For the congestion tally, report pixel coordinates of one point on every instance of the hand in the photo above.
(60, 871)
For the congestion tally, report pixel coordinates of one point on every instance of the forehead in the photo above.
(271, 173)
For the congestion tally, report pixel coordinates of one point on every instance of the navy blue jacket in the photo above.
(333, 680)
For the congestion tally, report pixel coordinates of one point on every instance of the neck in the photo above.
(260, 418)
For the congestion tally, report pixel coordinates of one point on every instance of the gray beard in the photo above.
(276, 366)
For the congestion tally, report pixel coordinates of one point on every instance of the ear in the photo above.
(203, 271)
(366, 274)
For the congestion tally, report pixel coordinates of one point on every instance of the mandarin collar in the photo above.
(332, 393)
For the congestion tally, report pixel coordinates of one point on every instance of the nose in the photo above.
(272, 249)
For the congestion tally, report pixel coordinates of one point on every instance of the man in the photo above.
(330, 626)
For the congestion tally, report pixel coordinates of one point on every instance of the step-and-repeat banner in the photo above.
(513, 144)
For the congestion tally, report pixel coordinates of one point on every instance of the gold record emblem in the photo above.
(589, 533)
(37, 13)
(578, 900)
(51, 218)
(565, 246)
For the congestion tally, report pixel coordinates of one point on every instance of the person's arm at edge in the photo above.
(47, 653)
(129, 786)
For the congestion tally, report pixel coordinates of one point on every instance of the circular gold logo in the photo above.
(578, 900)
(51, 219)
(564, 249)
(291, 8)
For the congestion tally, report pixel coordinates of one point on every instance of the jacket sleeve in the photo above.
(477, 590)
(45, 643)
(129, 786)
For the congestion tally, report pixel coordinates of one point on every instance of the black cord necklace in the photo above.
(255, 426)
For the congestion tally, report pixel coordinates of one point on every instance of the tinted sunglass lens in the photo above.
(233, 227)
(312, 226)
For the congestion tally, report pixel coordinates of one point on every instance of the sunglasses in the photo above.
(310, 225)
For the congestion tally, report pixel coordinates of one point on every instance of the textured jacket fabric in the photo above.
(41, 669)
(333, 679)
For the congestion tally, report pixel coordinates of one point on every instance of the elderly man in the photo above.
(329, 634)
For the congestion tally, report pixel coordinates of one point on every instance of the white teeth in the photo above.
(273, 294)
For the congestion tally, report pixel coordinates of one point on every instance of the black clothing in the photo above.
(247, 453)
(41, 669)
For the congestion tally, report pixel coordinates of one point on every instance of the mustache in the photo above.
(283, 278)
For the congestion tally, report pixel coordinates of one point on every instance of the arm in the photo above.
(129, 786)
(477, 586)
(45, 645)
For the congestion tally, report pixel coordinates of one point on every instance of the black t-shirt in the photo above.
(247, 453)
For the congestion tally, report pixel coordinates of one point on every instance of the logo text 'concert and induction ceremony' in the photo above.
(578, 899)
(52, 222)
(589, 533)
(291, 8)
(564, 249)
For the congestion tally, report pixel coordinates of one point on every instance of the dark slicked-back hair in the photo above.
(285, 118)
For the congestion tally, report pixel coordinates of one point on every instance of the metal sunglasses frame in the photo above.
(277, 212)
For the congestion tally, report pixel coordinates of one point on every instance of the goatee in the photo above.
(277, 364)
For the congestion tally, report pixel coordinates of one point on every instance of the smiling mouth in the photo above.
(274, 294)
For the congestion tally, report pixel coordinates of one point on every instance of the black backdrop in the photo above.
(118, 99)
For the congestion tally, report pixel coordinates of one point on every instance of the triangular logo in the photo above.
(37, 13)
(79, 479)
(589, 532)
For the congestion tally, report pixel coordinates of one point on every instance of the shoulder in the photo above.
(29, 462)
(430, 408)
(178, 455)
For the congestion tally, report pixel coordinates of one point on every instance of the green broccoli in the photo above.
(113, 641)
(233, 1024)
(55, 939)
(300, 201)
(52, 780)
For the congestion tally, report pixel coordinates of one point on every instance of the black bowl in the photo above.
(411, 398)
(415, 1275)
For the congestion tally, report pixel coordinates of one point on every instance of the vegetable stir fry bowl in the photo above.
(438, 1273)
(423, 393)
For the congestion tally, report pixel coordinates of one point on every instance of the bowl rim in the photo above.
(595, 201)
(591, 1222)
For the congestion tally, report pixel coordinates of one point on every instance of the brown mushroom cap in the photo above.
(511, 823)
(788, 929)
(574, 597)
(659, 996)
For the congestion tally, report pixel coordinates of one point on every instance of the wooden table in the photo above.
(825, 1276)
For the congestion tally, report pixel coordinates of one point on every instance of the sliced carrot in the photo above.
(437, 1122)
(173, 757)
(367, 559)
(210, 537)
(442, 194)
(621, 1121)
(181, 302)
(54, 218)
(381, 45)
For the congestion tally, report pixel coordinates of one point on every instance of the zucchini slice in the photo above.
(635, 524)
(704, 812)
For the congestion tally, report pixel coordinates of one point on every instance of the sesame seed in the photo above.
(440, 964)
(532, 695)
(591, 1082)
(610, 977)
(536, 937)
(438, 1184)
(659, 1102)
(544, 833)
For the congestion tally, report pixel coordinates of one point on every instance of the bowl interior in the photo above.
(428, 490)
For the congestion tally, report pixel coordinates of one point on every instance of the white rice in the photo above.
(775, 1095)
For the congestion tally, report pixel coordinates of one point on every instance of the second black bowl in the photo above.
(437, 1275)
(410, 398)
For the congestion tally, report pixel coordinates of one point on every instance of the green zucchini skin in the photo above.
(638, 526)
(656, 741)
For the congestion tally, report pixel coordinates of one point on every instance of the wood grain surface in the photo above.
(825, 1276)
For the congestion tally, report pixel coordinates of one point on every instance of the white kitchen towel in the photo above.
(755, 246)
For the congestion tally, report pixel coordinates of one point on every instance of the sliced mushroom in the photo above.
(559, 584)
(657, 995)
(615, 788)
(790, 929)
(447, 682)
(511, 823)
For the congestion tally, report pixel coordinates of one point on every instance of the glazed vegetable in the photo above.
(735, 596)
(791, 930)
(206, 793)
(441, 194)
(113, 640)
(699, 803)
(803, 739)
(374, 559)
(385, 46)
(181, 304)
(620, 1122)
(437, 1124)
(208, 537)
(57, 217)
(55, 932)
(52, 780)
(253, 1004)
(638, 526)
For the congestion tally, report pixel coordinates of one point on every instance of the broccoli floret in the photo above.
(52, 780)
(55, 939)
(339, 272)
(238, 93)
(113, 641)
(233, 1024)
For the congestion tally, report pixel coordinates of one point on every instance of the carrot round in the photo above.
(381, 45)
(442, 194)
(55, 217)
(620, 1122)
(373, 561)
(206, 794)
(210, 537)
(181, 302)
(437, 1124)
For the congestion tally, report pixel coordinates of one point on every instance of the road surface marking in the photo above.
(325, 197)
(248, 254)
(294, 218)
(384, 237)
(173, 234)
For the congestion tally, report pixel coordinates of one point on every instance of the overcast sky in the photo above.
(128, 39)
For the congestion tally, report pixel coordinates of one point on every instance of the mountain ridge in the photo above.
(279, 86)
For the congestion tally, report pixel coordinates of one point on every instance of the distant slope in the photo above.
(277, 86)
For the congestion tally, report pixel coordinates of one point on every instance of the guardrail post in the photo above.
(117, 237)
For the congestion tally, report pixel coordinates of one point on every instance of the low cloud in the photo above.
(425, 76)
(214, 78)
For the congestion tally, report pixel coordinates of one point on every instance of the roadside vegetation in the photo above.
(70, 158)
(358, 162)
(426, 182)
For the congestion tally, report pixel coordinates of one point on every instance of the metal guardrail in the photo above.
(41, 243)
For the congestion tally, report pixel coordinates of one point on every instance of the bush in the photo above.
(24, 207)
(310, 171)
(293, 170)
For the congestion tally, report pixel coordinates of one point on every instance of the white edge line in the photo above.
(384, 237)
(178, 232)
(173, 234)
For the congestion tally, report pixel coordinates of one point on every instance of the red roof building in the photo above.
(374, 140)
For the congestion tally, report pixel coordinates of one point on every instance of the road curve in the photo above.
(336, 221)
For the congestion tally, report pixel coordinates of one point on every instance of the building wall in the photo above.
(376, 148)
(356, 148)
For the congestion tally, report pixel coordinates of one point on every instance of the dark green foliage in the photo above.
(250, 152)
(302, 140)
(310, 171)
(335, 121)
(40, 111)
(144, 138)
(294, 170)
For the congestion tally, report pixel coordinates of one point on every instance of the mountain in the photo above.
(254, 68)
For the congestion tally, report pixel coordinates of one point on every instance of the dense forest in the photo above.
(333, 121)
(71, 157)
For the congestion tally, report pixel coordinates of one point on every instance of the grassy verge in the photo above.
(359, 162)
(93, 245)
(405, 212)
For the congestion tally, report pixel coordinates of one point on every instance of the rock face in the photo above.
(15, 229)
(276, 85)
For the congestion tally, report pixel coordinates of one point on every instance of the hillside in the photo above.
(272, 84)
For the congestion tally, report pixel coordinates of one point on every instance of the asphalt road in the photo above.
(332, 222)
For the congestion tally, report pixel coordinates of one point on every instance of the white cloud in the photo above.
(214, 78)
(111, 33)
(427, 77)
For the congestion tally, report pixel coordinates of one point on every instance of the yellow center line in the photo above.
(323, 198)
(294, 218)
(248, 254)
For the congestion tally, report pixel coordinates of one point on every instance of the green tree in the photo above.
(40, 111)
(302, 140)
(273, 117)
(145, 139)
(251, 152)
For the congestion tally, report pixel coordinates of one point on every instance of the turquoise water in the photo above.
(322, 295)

◆ Short task ◆
Can you quote exactly the lines from the one containing "road in the photo above." through the last line of the records above, and nothing else?

◆ Full response ◆
For the congestion tally, report pixel coordinates of one point on every instance of the asphalt road in the photo above.
(332, 222)
For the congestion tally, report pixel coordinates of one point on every instance of the white cloud in the photo above.
(214, 78)
(111, 33)
(427, 77)
For the congestion tally, report pixel coordinates of one point on every instance of the yellow center line in the photo above.
(323, 198)
(294, 218)
(248, 254)
For the congestion tally, report pixel coordinates of one point on every instance of the green tree in the photo above.
(40, 111)
(302, 140)
(273, 117)
(145, 139)
(251, 152)
For the congestion tally, report pixel coordinates of one point on every instance of the turquoise water in the photo above.
(322, 295)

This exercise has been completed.